* _TO DO_:
From the material beneath, pull every line with the word "shrub".

* _INPUT MATERIAL_:
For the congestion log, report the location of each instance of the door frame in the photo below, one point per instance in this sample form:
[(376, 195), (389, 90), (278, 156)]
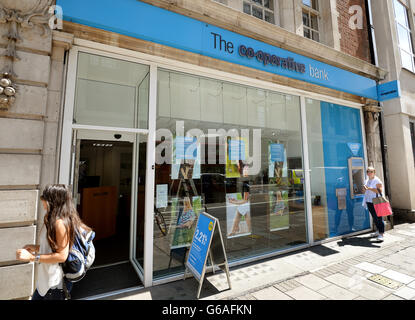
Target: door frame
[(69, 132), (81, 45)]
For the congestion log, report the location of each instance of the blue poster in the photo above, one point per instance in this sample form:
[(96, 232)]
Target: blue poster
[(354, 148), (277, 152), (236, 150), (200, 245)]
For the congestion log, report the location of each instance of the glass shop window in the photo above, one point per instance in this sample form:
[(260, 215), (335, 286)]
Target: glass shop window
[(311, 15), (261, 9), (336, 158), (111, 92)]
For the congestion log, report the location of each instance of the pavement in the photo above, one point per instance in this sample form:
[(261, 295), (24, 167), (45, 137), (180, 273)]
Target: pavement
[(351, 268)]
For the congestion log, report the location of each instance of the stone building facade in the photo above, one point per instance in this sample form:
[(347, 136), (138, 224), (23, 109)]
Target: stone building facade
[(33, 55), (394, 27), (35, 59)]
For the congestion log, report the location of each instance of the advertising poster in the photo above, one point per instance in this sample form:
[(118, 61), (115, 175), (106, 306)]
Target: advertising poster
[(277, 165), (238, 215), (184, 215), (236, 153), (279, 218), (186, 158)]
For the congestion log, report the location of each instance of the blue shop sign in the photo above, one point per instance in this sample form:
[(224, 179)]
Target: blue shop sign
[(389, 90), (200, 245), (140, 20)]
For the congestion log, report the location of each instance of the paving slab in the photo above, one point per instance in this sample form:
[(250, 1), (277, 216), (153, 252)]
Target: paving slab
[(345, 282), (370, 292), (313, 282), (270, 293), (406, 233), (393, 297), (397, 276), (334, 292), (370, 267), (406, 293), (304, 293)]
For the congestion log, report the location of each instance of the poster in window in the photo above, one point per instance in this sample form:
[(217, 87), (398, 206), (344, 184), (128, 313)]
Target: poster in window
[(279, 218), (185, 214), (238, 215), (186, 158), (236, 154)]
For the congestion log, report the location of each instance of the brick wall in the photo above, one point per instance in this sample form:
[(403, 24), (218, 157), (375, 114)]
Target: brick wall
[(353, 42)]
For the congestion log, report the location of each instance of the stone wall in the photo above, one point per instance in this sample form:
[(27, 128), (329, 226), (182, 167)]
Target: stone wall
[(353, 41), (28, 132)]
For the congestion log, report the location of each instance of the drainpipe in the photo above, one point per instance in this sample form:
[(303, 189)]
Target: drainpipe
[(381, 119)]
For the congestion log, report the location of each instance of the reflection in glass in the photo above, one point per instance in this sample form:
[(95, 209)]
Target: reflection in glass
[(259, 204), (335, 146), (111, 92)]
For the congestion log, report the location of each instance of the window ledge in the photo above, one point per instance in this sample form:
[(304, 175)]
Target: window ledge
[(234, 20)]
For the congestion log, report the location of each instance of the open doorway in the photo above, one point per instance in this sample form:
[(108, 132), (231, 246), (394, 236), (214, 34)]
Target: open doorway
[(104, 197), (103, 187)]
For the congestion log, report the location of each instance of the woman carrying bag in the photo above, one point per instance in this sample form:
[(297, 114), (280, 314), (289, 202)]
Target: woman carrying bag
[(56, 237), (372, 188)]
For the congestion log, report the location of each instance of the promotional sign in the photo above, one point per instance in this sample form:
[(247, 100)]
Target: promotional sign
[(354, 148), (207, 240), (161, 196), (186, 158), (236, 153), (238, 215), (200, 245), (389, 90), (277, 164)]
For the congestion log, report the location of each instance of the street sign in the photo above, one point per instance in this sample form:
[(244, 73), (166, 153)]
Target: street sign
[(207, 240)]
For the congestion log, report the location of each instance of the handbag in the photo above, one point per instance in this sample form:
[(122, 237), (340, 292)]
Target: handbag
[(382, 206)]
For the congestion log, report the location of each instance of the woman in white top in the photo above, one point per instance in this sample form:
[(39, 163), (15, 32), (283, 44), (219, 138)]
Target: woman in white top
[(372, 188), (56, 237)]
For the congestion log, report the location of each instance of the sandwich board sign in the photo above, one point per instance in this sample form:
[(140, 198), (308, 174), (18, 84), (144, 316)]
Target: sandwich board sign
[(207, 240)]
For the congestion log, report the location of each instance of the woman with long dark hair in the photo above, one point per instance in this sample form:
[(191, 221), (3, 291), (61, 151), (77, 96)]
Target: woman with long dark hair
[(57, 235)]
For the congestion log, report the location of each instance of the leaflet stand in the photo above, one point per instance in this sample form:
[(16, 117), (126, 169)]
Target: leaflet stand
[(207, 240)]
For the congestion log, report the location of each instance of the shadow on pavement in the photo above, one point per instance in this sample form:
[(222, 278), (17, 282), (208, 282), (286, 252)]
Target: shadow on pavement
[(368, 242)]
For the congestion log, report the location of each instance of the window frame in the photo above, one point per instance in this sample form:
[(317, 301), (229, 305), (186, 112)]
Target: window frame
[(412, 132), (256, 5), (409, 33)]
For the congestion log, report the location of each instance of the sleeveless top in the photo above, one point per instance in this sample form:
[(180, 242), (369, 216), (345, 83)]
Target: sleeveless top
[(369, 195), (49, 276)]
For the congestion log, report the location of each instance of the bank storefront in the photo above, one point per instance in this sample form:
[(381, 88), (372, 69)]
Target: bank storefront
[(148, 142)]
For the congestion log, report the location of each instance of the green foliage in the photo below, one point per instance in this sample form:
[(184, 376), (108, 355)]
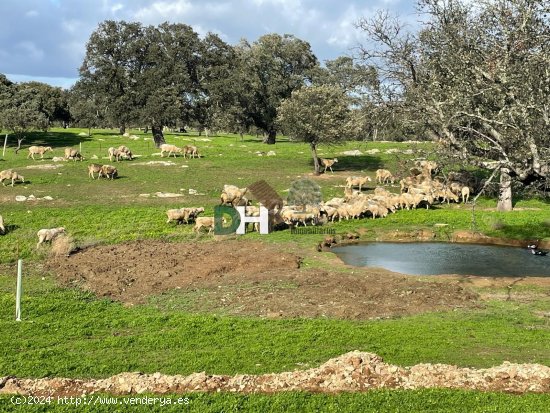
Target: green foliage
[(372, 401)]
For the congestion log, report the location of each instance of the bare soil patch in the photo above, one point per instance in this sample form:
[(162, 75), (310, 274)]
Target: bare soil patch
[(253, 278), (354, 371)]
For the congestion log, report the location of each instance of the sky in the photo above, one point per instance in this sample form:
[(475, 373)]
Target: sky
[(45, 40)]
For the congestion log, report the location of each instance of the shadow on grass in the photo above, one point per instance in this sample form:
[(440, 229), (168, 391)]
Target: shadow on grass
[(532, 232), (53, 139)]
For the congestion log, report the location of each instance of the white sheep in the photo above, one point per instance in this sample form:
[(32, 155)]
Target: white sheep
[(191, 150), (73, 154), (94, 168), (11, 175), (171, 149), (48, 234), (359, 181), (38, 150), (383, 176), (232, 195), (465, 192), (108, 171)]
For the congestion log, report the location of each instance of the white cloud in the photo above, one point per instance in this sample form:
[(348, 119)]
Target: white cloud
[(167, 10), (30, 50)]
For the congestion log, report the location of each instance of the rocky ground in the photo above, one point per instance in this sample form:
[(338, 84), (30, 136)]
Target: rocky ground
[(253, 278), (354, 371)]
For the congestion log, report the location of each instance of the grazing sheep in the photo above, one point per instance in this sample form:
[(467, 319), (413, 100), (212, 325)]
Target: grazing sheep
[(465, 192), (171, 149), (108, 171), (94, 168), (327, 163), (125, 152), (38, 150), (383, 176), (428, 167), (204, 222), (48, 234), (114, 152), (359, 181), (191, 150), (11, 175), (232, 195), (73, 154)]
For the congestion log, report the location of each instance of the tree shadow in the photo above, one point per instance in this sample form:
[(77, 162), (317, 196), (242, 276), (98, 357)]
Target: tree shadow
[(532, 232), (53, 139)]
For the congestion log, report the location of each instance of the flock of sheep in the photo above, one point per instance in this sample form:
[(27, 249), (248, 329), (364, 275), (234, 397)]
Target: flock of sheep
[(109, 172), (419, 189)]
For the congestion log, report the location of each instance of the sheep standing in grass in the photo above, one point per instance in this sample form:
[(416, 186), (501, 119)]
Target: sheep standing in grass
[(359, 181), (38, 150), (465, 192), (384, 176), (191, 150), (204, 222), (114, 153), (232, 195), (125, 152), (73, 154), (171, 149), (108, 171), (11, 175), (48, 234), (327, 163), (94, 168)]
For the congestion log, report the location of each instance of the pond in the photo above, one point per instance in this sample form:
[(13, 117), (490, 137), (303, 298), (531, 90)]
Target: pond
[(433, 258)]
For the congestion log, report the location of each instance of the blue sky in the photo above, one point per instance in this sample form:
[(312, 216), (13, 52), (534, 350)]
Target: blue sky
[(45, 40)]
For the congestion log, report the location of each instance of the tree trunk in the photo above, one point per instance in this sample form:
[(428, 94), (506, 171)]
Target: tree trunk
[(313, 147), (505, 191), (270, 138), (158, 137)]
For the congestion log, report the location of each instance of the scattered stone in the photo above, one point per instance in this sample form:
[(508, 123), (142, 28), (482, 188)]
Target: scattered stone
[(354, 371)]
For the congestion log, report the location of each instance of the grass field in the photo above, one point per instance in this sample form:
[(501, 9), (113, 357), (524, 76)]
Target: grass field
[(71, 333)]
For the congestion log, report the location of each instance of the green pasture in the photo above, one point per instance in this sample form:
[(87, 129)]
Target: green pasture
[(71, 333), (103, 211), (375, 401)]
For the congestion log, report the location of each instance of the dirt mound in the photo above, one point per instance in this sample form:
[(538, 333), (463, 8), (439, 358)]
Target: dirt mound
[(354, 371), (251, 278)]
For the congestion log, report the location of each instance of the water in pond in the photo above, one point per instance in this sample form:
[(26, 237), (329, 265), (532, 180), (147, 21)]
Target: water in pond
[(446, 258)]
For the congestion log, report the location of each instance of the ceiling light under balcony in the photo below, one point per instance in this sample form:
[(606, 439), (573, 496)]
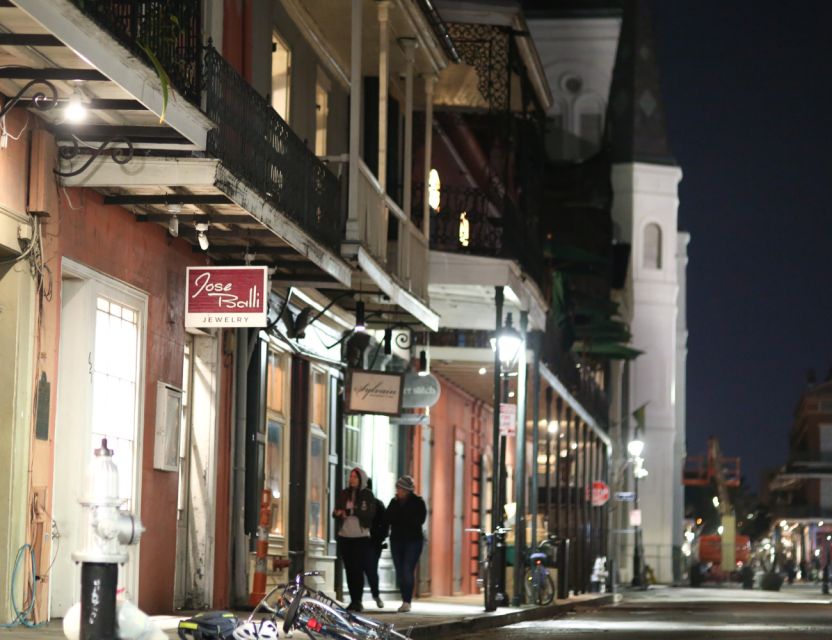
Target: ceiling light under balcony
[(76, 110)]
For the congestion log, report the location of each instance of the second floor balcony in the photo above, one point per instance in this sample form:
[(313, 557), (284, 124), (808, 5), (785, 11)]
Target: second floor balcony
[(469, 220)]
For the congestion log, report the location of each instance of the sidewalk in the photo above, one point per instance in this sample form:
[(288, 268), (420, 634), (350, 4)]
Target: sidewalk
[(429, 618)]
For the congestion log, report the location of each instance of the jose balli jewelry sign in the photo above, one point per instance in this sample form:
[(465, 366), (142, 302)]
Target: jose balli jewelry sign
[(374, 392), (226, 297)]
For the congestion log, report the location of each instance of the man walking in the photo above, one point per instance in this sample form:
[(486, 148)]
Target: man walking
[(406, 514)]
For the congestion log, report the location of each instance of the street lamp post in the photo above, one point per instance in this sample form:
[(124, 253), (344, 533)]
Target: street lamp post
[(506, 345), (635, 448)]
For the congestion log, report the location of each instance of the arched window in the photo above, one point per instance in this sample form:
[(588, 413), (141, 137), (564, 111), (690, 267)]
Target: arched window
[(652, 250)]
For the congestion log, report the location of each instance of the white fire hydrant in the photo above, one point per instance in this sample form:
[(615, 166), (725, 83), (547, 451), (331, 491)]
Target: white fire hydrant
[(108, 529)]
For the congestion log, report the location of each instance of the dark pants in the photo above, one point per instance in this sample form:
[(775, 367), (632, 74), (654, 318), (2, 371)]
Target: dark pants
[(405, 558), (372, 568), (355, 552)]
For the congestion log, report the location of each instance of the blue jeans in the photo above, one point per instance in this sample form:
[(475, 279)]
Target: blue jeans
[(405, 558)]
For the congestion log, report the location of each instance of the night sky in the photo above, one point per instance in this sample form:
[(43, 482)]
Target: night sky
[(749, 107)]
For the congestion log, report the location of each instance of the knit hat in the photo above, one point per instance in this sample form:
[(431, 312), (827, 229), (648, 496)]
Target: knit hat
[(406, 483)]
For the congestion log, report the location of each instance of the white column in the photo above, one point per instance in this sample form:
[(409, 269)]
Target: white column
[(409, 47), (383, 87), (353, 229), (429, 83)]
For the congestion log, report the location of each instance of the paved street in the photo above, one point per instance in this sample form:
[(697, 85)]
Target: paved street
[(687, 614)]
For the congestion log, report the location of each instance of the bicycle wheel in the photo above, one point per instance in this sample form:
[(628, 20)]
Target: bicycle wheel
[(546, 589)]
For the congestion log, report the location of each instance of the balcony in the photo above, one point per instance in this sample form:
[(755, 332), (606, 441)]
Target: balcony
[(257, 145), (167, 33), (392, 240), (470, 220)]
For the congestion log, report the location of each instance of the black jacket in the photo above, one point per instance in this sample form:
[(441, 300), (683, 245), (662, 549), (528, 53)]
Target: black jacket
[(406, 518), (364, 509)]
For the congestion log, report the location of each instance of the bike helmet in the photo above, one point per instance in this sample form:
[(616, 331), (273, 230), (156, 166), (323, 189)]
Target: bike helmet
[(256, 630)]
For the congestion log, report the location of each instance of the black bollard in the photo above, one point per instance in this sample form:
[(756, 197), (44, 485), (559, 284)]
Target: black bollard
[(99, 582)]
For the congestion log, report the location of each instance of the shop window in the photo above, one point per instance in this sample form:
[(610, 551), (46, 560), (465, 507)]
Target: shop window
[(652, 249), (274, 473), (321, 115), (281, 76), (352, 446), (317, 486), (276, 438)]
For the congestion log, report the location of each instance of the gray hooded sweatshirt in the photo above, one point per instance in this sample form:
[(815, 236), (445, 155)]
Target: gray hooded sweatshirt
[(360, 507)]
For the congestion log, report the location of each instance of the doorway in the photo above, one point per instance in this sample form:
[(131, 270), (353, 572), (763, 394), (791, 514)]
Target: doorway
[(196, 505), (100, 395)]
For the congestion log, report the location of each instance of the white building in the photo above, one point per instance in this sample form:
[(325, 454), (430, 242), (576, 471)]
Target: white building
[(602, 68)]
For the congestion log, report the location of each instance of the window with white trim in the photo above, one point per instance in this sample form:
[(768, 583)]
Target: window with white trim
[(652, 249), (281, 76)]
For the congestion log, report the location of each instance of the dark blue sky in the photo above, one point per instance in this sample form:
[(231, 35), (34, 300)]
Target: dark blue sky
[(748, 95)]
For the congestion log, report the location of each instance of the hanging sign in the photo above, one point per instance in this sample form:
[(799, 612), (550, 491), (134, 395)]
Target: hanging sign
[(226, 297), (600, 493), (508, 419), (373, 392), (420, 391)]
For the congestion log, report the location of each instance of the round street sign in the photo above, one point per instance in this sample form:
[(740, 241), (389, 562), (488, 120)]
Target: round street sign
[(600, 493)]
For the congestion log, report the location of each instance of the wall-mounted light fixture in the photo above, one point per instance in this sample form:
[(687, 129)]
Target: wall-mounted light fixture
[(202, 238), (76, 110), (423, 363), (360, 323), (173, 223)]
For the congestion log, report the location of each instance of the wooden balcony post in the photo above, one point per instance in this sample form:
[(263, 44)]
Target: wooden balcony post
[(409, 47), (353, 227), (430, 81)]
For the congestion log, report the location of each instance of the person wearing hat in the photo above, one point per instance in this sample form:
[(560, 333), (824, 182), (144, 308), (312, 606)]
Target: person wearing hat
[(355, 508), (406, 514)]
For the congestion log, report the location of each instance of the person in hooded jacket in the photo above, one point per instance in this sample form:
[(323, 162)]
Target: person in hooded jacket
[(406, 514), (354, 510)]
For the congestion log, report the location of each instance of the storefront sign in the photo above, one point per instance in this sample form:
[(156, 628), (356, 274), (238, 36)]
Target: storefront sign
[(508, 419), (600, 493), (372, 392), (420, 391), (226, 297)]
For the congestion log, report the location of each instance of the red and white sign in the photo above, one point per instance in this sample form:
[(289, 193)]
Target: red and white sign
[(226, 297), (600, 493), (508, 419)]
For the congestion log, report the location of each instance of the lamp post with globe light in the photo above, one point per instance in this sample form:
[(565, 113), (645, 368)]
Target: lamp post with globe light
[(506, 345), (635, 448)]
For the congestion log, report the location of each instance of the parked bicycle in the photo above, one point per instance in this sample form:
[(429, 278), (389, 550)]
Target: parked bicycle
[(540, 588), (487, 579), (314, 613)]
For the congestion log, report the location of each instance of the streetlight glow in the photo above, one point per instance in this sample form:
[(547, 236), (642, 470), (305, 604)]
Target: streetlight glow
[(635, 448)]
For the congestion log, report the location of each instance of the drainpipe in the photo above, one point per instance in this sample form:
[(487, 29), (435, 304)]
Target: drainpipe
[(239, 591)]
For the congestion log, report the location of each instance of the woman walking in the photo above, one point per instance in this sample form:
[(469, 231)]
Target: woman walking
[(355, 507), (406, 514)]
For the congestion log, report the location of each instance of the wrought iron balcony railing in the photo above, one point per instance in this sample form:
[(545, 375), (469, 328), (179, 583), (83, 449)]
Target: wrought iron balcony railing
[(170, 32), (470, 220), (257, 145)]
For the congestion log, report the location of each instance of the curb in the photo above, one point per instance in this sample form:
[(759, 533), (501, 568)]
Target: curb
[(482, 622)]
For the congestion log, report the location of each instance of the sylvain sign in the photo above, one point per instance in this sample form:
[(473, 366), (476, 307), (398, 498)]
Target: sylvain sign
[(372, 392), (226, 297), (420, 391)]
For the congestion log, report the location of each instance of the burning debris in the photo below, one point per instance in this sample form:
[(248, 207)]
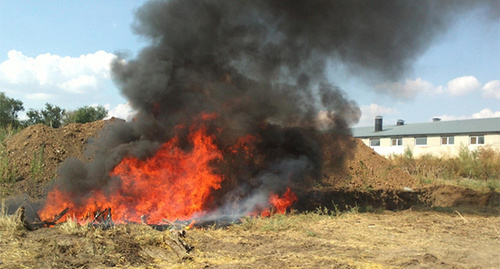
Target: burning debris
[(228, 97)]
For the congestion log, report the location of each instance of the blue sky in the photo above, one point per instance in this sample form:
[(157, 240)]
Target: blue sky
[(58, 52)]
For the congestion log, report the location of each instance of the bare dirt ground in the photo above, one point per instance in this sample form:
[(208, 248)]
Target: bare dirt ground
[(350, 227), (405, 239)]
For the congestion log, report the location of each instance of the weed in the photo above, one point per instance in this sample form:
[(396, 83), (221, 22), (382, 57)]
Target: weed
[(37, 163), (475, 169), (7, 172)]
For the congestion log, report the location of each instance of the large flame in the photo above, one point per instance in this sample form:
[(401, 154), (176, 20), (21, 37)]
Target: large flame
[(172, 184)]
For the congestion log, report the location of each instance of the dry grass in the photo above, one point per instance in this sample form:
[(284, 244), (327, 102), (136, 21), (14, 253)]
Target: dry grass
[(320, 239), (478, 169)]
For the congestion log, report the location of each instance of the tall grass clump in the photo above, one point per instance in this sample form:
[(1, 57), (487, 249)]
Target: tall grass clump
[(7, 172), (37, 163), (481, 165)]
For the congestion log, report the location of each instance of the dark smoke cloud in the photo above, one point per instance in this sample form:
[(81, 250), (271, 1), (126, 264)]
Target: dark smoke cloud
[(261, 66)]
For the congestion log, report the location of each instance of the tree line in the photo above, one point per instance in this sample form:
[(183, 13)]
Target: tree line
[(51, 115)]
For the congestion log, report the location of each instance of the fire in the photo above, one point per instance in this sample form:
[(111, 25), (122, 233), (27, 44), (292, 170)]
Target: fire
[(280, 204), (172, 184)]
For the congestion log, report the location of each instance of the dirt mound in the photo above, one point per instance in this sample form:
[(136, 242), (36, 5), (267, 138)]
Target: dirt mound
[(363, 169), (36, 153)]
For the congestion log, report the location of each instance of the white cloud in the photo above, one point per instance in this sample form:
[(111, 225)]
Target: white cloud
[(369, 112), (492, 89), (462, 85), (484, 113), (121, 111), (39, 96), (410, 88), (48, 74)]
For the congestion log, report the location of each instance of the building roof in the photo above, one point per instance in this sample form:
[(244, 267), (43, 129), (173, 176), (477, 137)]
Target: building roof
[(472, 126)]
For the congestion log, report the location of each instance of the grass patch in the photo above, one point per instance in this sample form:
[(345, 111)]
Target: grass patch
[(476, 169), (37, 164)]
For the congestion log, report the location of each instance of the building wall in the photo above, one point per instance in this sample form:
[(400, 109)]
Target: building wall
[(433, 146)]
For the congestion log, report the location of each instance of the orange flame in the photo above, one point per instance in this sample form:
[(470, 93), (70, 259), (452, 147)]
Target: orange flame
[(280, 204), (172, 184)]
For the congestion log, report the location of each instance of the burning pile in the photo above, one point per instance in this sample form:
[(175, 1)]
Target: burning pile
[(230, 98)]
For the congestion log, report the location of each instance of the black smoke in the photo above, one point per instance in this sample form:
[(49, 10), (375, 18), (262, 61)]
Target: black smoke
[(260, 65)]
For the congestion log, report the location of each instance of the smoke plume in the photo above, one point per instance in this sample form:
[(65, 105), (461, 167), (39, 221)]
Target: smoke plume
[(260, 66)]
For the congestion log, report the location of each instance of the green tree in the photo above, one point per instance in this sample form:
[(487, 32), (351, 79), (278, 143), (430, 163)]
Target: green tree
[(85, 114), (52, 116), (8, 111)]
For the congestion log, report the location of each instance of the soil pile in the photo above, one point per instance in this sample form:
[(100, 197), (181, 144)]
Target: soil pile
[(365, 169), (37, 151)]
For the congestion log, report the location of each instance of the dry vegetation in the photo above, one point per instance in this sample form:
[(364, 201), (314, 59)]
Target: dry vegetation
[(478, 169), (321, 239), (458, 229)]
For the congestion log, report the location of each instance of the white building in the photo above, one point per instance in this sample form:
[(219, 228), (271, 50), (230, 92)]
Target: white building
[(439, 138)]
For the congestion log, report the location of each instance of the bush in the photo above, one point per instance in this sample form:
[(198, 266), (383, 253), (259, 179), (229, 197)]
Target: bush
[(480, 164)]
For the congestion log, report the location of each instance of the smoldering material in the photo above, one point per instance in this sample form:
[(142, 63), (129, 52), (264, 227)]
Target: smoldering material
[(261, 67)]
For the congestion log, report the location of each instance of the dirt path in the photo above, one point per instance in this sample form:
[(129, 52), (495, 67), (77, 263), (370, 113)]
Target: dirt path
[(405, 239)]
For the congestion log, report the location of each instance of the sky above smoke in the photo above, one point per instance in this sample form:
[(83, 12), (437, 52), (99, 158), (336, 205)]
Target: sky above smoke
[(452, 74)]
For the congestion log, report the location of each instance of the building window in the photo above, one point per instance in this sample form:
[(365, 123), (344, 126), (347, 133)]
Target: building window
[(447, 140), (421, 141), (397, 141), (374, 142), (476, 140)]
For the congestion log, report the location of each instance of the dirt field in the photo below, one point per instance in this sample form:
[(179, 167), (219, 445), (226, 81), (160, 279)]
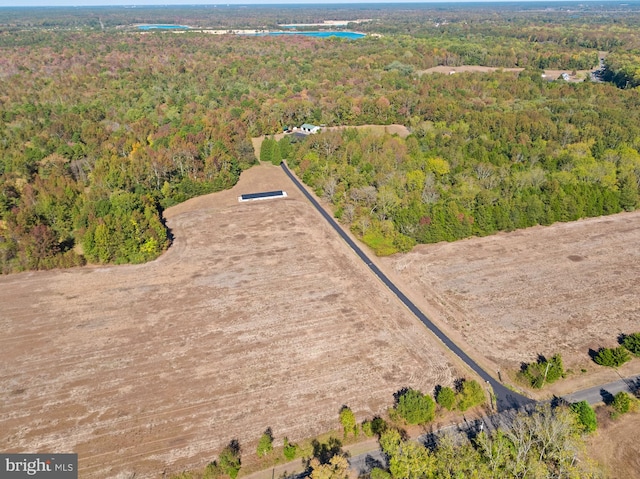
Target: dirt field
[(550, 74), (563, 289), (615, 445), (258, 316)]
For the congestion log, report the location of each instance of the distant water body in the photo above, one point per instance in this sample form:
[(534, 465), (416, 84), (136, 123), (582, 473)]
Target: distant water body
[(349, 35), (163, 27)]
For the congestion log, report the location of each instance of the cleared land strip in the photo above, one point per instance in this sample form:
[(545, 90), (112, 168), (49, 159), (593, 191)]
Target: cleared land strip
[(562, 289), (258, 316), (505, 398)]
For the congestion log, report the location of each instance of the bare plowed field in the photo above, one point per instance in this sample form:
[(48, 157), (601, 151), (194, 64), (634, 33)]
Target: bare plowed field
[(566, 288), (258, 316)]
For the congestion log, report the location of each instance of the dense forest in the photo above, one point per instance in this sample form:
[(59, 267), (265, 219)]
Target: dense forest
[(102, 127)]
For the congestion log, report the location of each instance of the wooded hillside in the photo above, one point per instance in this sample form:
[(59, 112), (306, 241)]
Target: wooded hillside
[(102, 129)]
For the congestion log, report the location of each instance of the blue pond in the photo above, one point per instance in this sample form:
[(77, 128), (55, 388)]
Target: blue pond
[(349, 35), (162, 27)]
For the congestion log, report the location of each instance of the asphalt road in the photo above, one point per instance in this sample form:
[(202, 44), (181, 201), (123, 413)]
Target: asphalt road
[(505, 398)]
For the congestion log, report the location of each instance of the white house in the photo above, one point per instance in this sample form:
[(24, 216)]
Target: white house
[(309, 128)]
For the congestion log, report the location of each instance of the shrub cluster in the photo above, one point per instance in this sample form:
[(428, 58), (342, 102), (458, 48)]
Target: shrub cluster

* _OUTPUT OF THE TASK_:
For the congestion log, report the location of each instance of the shrub cluster in the photo above, one point per instance in this sample form:
Target: shrub cluster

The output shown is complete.